- _SUPPLIED RECORDS_:
* begin *

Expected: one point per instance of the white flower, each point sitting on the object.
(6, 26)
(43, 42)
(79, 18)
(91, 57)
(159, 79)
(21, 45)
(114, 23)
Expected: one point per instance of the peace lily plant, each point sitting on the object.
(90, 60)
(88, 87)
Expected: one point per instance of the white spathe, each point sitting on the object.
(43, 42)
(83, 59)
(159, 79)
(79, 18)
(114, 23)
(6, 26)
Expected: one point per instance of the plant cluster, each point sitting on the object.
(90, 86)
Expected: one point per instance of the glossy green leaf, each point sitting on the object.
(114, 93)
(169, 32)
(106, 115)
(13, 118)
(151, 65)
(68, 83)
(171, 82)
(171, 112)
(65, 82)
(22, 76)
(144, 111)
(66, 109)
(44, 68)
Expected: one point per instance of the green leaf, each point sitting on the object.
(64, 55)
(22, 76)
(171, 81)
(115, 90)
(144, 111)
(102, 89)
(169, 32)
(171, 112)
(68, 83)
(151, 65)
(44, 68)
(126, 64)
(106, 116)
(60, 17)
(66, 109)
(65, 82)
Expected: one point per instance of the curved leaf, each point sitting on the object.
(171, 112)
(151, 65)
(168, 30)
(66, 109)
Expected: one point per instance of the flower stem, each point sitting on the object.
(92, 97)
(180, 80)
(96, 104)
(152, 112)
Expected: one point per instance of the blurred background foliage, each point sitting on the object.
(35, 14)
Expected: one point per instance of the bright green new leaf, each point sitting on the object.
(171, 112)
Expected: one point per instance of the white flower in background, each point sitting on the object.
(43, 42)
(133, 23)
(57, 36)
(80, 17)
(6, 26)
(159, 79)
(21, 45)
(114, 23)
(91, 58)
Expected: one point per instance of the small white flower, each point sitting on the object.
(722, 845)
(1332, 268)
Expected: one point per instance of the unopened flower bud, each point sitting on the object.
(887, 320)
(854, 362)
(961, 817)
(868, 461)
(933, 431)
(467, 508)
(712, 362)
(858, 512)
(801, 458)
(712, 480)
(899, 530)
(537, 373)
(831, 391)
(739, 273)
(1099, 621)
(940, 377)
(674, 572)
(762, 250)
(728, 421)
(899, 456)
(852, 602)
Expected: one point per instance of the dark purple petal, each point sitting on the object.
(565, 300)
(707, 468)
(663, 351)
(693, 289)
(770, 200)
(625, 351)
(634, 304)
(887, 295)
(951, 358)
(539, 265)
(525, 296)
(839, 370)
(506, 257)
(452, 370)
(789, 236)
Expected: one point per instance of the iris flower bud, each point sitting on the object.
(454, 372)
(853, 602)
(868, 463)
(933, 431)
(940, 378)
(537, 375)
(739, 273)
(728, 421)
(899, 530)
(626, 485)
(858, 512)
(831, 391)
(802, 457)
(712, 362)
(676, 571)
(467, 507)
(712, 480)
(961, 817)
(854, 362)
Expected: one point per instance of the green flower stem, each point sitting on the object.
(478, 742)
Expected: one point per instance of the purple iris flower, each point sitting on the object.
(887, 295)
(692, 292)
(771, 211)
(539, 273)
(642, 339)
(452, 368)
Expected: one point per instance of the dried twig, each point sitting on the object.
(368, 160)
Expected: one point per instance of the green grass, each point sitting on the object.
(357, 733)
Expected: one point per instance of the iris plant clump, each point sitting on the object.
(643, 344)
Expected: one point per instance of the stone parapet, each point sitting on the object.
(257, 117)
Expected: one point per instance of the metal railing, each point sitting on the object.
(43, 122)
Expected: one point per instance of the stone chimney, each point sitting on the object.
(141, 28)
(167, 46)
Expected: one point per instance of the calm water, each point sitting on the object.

* end *

Recast all of the records above as one numbered list, leaving out any blank lines.

1. Expected: one point per instance of the white flower, each point sitting on the object.
2. (6, 26)
3. (43, 42)
4. (79, 18)
5. (91, 57)
6. (159, 79)
7. (21, 45)
8. (114, 23)
9. Expected: one point per instance of the peace lily plant, each point sitting on the object.
10. (90, 60)
11. (88, 87)
12. Expected: one point per instance of the white spathe, each point sitting on the object.
13. (43, 42)
14. (83, 59)
15. (159, 79)
16. (79, 18)
17. (114, 23)
18. (6, 26)
19. Expected: one point per instance of the plant cluster, each point sitting on the object.
20. (90, 86)
21. Expected: one point per instance of the glossy green leaf, each point sitting on the object.
22. (114, 93)
23. (169, 32)
24. (106, 115)
25. (13, 118)
26. (151, 65)
27. (68, 83)
28. (171, 82)
29. (171, 112)
30. (65, 82)
31. (22, 76)
32. (144, 111)
33. (66, 109)
34. (44, 68)
35. Expected: one point per instance of the green leaf, each point sitting on the object.
36. (64, 55)
37. (22, 76)
38. (171, 81)
39. (115, 90)
40. (144, 111)
41. (102, 89)
42. (169, 32)
43. (171, 112)
44. (68, 83)
45. (151, 65)
46. (44, 68)
47. (126, 64)
48. (106, 116)
49. (60, 17)
50. (66, 109)
51. (65, 82)
52. Expected: one point per instance of the curved leaf, each point sitting on the object.
53. (171, 112)
54. (151, 65)
55. (168, 30)
56. (66, 109)
57. Expected: one point per instance of the flower stem, each point sitting on the object.
58. (92, 97)
59. (180, 80)
60. (96, 104)
61. (152, 112)
62. Expected: one point per instance of the blurred background foliage, each point sitting on the object.
63. (35, 14)
64. Expected: one point per instance of the bright green new leaf, each point sitting on the object.
65. (171, 112)
66. Expected: one point per instance of the white flower in background, each point sitting on the object.
67. (43, 42)
68. (133, 23)
69. (57, 36)
70. (80, 17)
71. (6, 26)
72. (159, 79)
73. (21, 45)
74. (114, 23)
75. (91, 58)
76. Expected: one point per instance of the small white flower, each point sitting on the object.
77. (722, 845)
78. (1332, 268)
79. Expected: one point per instance of the unopened flower bud, each point sitting on the object.
80. (887, 320)
81. (854, 362)
82. (961, 817)
83. (868, 461)
84. (933, 431)
85. (467, 508)
86. (712, 362)
87. (858, 512)
88. (801, 458)
89. (712, 480)
90. (899, 530)
91. (537, 373)
92. (831, 391)
93. (739, 273)
94. (1099, 621)
95. (940, 377)
96. (674, 572)
97. (762, 250)
98. (728, 421)
99. (899, 456)
100. (852, 602)
101. Expected: one point per instance of the dark purple petal, each point sitting on the object.
102. (565, 300)
103. (707, 468)
104. (663, 351)
105. (693, 289)
106. (770, 200)
107. (625, 351)
108. (634, 304)
109. (887, 295)
110. (951, 358)
111. (539, 265)
112. (525, 296)
113. (839, 370)
114. (506, 257)
115. (452, 370)
116. (789, 236)
117. Expected: one point per instance of the iris flower bud, each point sitting on the object.
118. (454, 372)
119. (853, 602)
120. (868, 463)
121. (933, 431)
122. (940, 378)
123. (537, 375)
124. (739, 273)
125. (728, 421)
126. (899, 530)
127. (626, 485)
128. (858, 512)
129. (831, 391)
130. (802, 457)
131. (712, 362)
132. (676, 571)
133. (467, 507)
134. (712, 480)
135. (961, 817)
136. (854, 362)
137. Expected: one point per instance of the green flower stem, each point sitting on the object.
138. (478, 742)
139. Expected: one point per instance of the purple iris flower, each point sitting on the object.
140. (887, 295)
141. (692, 292)
142. (771, 211)
143. (539, 273)
144. (642, 339)
145. (452, 368)
146. Expected: one point per instance of the dried twig, each point sitting on the object.
147. (368, 160)
148. Expected: one point per instance of the green grass, each point sitting on the object.
149. (357, 733)
150. Expected: one point per instance of the iris plant clump, each point sitting on the object.
151. (643, 344)
152. Expected: one point per instance of the stone parapet, each point sitting on the object.
153. (257, 117)
154. Expected: one point per instance of the metal railing, each point sitting on the object.
155. (43, 122)
156. Expected: one point per instance of the stone chimney, each point sitting on the object.
157. (141, 28)
158. (167, 46)
159. Expected: one point per instance of the calm water, each point sitting on the object.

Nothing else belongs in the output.